Required action:
Below are the records; return every line from the one that contains "Target: cobblestone pavement" to the last, exactly, skipping the pictures.

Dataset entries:
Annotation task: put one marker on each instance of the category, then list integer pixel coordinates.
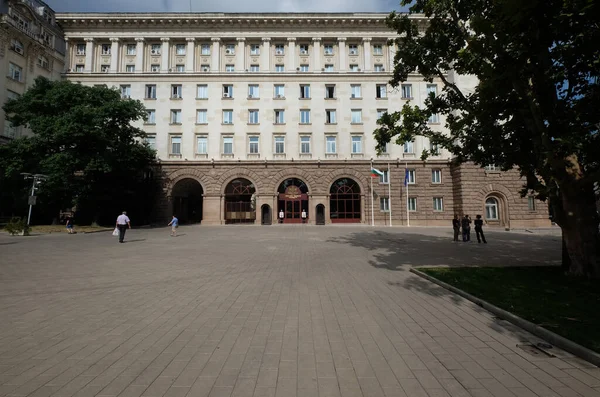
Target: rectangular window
(253, 144)
(202, 91)
(150, 91)
(176, 144)
(227, 116)
(253, 91)
(227, 145)
(155, 49)
(279, 145)
(356, 144)
(330, 116)
(384, 204)
(253, 116)
(438, 204)
(176, 91)
(176, 116)
(126, 91)
(304, 91)
(201, 144)
(304, 116)
(412, 204)
(330, 147)
(279, 91)
(227, 91)
(330, 91)
(280, 116)
(305, 144)
(150, 116)
(201, 116)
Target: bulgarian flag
(375, 173)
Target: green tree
(84, 141)
(534, 106)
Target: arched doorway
(186, 198)
(265, 214)
(320, 214)
(292, 200)
(240, 201)
(344, 201)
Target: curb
(549, 336)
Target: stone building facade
(253, 115)
(31, 45)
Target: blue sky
(224, 5)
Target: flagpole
(390, 192)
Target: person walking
(466, 226)
(456, 227)
(479, 229)
(122, 223)
(174, 224)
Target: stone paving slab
(272, 311)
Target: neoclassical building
(31, 45)
(256, 115)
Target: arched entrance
(320, 214)
(344, 201)
(186, 199)
(265, 214)
(292, 200)
(240, 201)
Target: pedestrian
(69, 225)
(466, 226)
(456, 227)
(479, 229)
(123, 223)
(174, 224)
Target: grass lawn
(567, 306)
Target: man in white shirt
(122, 224)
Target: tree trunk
(579, 223)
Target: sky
(224, 5)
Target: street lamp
(37, 180)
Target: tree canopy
(84, 141)
(534, 105)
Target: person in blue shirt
(174, 224)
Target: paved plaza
(280, 311)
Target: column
(342, 51)
(215, 54)
(265, 55)
(317, 54)
(164, 62)
(190, 55)
(291, 54)
(240, 54)
(139, 55)
(89, 55)
(114, 55)
(367, 51)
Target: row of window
(384, 204)
(205, 49)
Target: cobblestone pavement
(280, 311)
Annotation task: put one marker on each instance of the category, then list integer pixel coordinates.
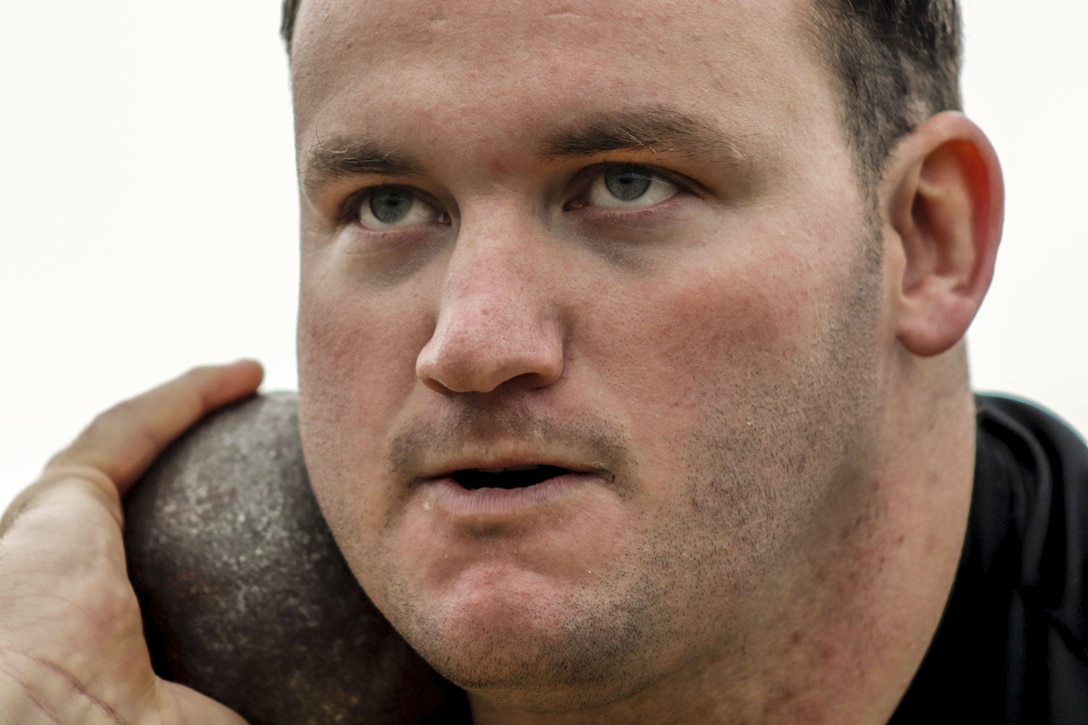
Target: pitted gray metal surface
(246, 597)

Result:
Target: cobblestone pavement
(280, 311)
Annotation task: put one marker on each instance of the category, then list integer pixel coordinates.
Target: pitted gray metal surface
(246, 597)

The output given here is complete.